Written problem: Could you change every "church" in the material below to "chapel", leave everything else unchanged, and leave the pictures out of your answer?

Exercise input:
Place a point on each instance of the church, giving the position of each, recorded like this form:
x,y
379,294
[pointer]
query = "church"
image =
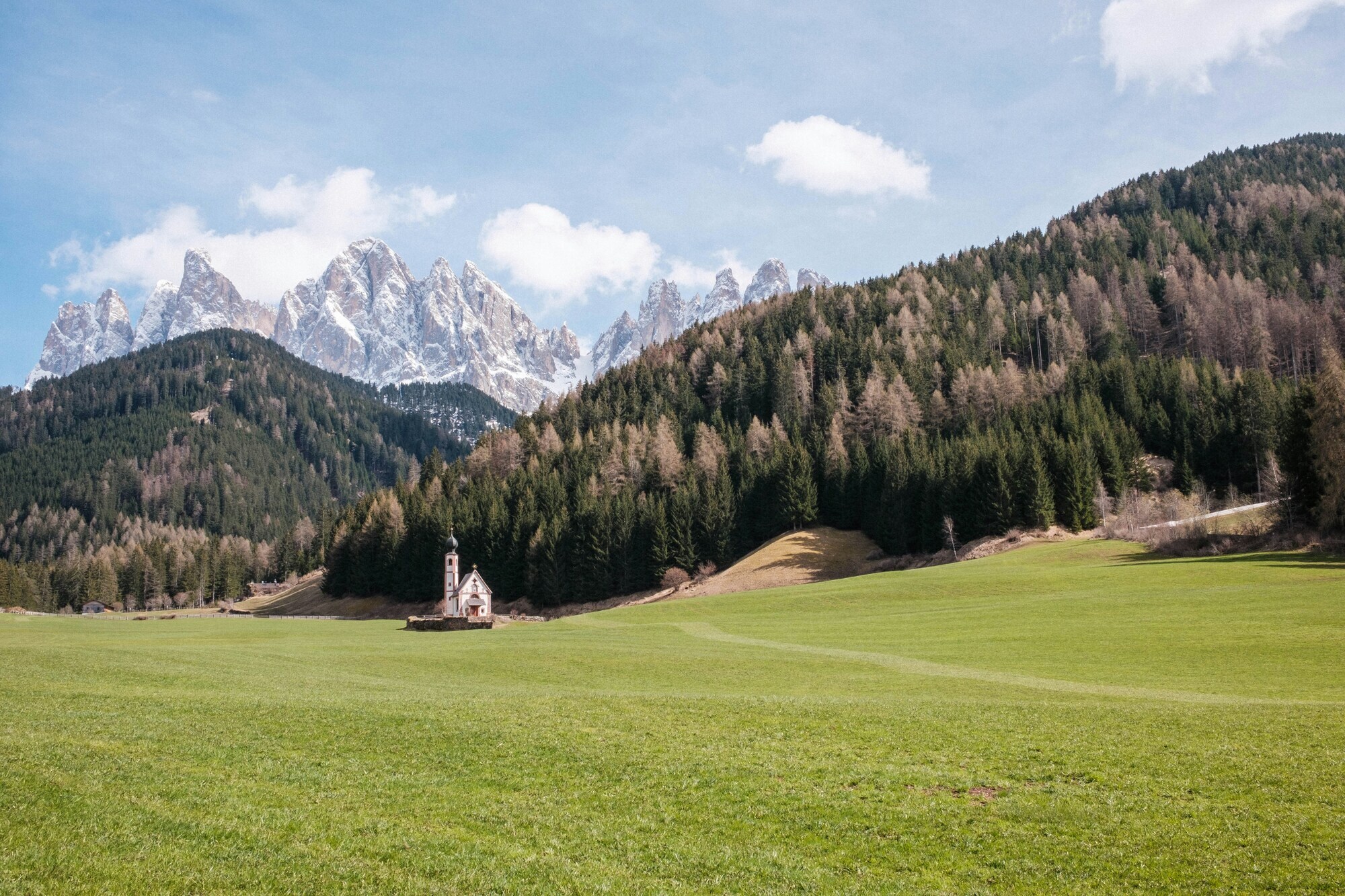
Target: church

Solution for this problem:
Place a point on each instance of the chapel, giving the position of each, recorded like this form:
x,y
379,294
[pointer]
query = "chapel"
image =
Target: chapel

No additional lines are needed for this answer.